EXERCISE PROMPT:
Without the images, write out the whole listing exactly.

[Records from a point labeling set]
········

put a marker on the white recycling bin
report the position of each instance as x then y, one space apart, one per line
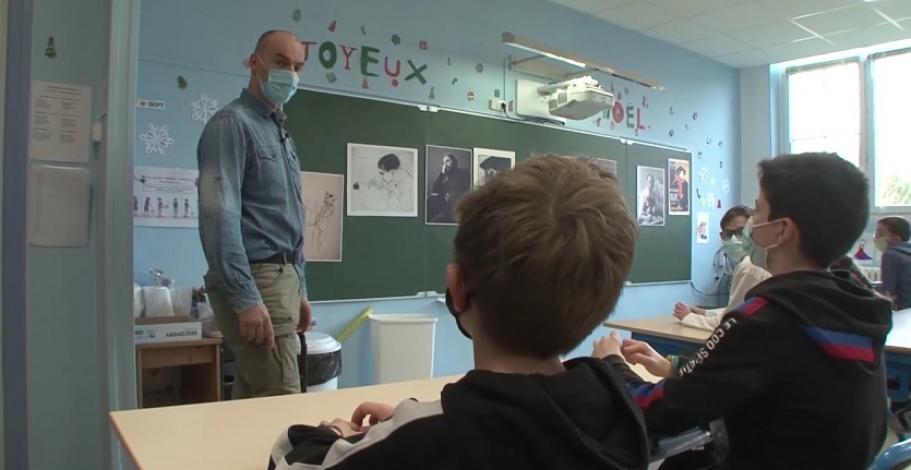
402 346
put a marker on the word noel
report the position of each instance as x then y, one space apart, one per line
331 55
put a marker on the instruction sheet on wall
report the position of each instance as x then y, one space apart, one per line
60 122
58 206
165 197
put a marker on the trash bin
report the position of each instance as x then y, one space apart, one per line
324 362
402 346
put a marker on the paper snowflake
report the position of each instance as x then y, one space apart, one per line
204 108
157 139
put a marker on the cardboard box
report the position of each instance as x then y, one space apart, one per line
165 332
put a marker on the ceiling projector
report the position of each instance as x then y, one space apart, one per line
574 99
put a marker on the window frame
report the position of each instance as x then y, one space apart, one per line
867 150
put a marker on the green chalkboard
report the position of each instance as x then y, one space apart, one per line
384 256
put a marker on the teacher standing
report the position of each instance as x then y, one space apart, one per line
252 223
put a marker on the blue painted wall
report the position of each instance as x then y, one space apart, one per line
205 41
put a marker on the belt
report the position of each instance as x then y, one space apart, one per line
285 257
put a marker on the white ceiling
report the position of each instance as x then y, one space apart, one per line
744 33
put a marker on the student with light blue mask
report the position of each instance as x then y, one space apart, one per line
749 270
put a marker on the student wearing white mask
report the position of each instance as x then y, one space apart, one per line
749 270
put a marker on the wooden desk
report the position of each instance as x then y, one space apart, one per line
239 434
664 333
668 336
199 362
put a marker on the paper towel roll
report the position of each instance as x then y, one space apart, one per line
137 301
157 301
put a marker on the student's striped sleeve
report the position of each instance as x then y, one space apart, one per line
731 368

········

ANSWER TO THIS EXERCISE:
put a marker on the white recycling bin
report the position of each instance as x then y, one space apart, one per line
402 346
put a marker on the word noel
report the position of each instance as x then y, one space apart, one per line
331 55
put a marker on the instruction sheet on wall
report the position of each instance as x then y, one space apart, one per line
60 122
58 206
165 197
put a marker on the trash bin
report the position of each instance as x then y, one space apart, one per line
324 362
402 346
put a marker on the paper snowflake
report the position of each instance as x then y, one space apart, one per line
204 108
157 139
put a marker on the cardboard box
report the position of each instance as x then y, one space apart, one per line
165 332
put a marker on the ceiling projector
report the position of each instance as x then y, one space apart, one per line
574 99
put a marker on the window frame
report the position of each instance as x then y, one space apart, one per line
867 150
put a marker on the green chalkboard
report the position of each instance as x then y, one space apart, one per line
384 256
put a marker on the teacher standing
report the position of each instance as x then y, one space apart, one per line
252 223
put a marker on the blue painted wall
report the position of each instance as x then y, one space apart, one per line
205 41
put a marker on the belt
report the position of each instance as x then y, one space apart, one per line
285 257
put a marker on the white ceiling
report the position of each instance as x then y, one space apart, one per line
744 33
put a marker on the student with light blue mask
report the position of each instance as x then y, one space apart, one per line
749 270
put a marker on the student wearing white mask
report the position of each instance as x then y, one space apart, one per line
749 270
put a marker on the wooden desk
report the position of each instance as x then y, one space apart, one per line
239 434
664 333
668 336
199 362
put a marker on the paper towel roll
report the position of each instance as x then y, one space apart, one per line
137 301
157 301
put a marker on the student's striped sleeve
report the position of each instance as x then y, one space apart, one per line
731 368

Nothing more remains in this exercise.